Table 3.1. The list of indicators analysed in this report
Indicator |
Unit of analysis |
Reference point |
---|---|---|
Climate mitigation |
||
1. Total greenhouse gas (GHG) emissions, level and percentage change |
TL2 and TL3 regions, FUAs of more than 500 000 inhabitants |
The 2030 emissions per capita target (4.7 tCO2‑eq) defined based on computations derived from the IEA NZE Scenario for advanced economies (IEA, 2021[1]) multiplied by 2030 population projection |
2. GHG emissions per capita, level and percentage change |
TL2 and TL3 regions, FUAs of more than 500 000 inhabitants |
The 2030 emissions per capita target (4.7 tCO2‑eq) defined based on computations derived from the IEA NZE Scenario for advanced economies (IEA, 2021[1]) |
4. GHG emissions by sector: share of total emissions, level, per capita and percentage change |
TL2 and TL3 regions, FUAs of more than 500 000 inhabitants |
The 2030 emissions per capita target by sector, defined based on computations derived from the IEA NZE Scenario for advanced economies (IEA, 2021[1]): agriculture 0.1 tCO2-eq/capita; buildings 0.4 tCO2-eq/capita; industry 1.7 tCO2-eq/capita; power 1.3 tCO2-eq/capita; transport 1.3 tCO2-eq/capita |
6. Electricity generation by source |
TL2 and TL3 regions |
100% of electricity generated from low-carbon sources. |
7. Carbon intensity of electricity generation |
TL2 and TL3 regions |
Carbon intensity of electricity generated by the lowest emission-intensive source, i.e. 11 grams of CO2-eq per kilowatt-hour (kWh) (wind). |
10. Emission intensity of the manufacturing industry |
TL2 and TL3 regions |
To be defined. |
11. Access to public transport |
Metropolitan areas (only largest metropolitan area in each OECD country) |
100% of the population with access to public transport. |
12. Private vehicle ownership |
TL2 and TL3 regions |
Best performers, e.g.. 385 vehicles for 1 000 inhabitants for TL2 regions. |
13. Electric and hybrid vehicle adoption |
TL2 and TL3 regions |
100% of electric or hybrid vehicle adoption. |
15. Built-up area growth |
TL2, TL3 regions, FUAs |
To be defined. |
16. Built-up area per capita |
TL2, TL3 regions, FUAs |
Best performers, e.g.. 65 square metres per capita for metropolitan areas. |
17. Difference between built-up area growth and population growth |
TL2, TL3 regions, FUAs |
To be defined. |
18. Waste generation |
TL2 and TL3 regions |
Best performers, e.g. 350 kg per capita per year for TL2 regions |
19. Waste recovery |
TL2 and TL3 regions |
100% of recycled municipal waste. |
Climate adaptation and resilience |
||
24. Heat stress exposure |
TL2 and TL3 regions, FUAs |
Mean number of days of different heat stress levels over 1981-2010. |
25. Urban heat island intensity (daytime and night-time) |
FUAs, SAUs |
To be defined. |
27. Burnt area by land cover type |
TL2 and TL3 regions |
Reference point defined as 0%. |
28. Forest exposure to wildfire danger |
TL2 and TL3 regions |
Reference point defined as 0%. |
29. Population exposure to river flooding |
TL2 and TL3 regions |
To be defined. |
30. Population exposure to coastal flooding |
TL2 and TL3 regions |
To be defined. |
31. Agricultural drought |
TL2 and TL3 regions |
Mean cropland soil moisture over 1981-2010. |
Climate mitigation
Most OECD regions are far from reaching climate neutrality
Recent GHG emission trends differ largely across and within OECD countries. From 1990 to 2018, production-based emissions in Chile, Israel, Korea and Türkiye more than doubled, while those in the Baltic states and the United Kingdom decreased by more than 40%. In 40% of OECD large regions, emissions dropped, while in 25% of the regions, emissions increased by more than 50%. For example, in Korea, emissions in the Chungcheong region have increased 3 times since 1990, while those in Jeju increased by 38% (Figure 3.1 and Figure 3.2).

::::

PROMPT 1 |
List every indicator in the indicator table whose reference point is given as "To be defined."
The records that follow are unrelated to the indicator table.

::::

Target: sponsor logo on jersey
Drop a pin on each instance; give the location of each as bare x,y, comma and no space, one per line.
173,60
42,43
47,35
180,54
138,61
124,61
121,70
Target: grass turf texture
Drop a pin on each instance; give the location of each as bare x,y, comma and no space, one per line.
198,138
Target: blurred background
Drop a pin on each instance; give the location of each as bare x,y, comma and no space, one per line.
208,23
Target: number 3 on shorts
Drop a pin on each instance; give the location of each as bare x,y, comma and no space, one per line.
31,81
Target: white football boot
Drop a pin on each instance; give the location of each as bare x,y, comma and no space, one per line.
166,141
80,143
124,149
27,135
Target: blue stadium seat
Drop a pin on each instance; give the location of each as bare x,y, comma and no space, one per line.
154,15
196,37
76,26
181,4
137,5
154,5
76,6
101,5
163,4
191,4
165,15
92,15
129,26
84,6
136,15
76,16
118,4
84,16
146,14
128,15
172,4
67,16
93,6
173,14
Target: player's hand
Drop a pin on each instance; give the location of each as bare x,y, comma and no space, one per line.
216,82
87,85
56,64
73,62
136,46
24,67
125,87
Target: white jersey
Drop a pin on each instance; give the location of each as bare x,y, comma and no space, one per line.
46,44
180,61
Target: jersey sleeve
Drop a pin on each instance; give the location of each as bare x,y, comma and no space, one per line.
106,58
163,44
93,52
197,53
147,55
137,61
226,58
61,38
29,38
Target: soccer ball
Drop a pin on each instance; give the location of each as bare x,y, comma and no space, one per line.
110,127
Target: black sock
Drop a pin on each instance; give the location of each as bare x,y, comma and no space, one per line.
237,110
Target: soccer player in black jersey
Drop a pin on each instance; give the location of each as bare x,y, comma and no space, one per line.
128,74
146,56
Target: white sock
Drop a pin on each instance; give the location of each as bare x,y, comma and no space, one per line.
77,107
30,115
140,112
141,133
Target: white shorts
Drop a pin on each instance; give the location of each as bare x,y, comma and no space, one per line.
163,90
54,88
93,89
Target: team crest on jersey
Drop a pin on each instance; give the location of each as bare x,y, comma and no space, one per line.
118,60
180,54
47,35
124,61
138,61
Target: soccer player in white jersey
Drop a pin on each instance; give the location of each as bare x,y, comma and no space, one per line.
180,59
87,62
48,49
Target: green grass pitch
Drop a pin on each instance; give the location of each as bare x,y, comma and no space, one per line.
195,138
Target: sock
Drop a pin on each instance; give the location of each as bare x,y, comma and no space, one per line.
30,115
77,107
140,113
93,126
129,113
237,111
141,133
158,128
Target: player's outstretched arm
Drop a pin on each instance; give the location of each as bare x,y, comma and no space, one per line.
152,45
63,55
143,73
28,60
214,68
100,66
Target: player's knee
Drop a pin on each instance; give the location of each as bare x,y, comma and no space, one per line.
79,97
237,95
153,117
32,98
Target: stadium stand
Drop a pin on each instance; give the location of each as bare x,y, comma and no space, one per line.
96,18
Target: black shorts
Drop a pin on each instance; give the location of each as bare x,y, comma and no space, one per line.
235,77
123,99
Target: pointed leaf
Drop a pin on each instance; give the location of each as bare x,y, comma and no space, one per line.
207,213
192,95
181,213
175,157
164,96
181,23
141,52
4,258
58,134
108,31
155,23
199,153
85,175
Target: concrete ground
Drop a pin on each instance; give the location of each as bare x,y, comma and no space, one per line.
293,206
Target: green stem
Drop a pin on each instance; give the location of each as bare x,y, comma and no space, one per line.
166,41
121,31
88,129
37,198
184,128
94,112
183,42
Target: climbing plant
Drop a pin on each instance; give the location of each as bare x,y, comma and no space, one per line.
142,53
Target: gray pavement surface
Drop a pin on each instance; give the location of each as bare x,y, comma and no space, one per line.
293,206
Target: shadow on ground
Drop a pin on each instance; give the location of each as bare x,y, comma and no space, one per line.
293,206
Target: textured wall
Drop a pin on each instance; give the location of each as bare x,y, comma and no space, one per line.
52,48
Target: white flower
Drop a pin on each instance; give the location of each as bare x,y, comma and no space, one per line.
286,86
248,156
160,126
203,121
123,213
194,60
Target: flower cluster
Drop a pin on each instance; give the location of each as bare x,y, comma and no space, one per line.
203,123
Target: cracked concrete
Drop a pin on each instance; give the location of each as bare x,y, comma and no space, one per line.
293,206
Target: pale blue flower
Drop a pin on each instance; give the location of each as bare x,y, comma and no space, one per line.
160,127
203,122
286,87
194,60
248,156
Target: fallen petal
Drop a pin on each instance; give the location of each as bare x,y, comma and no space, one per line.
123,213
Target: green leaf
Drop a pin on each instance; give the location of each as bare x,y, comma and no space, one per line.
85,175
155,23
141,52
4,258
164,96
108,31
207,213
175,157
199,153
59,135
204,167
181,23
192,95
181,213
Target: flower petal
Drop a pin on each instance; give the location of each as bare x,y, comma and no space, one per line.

::::

PROMPT 2 |
In the records, substitute "marker" for "pin" in the lines from the one containing "Target: green leaf" through the end of the records, and give only those lines with nothing else altered.

FULL ANSWER 1 |
10. Emission intensity of the manufacturing industry
15. Built-up area growth
17. Difference between built-up area growth and population growth
25. Urban heat island intensity (daytime and night-time)
29. Population exposure to river flooding
30. Population exposure to coastal flooding

FULL ANSWER 2 |
Target: green leaf
Drop a marker on each instance; give the location of each as bare x,y, comma and no space, one per line.
85,175
155,23
141,52
4,258
164,96
108,31
207,213
175,157
199,153
59,135
204,167
181,23
192,95
181,213
Target: flower petal
Drop a marker on each instance; give the location of each as bare x,y, comma and no space, one per line.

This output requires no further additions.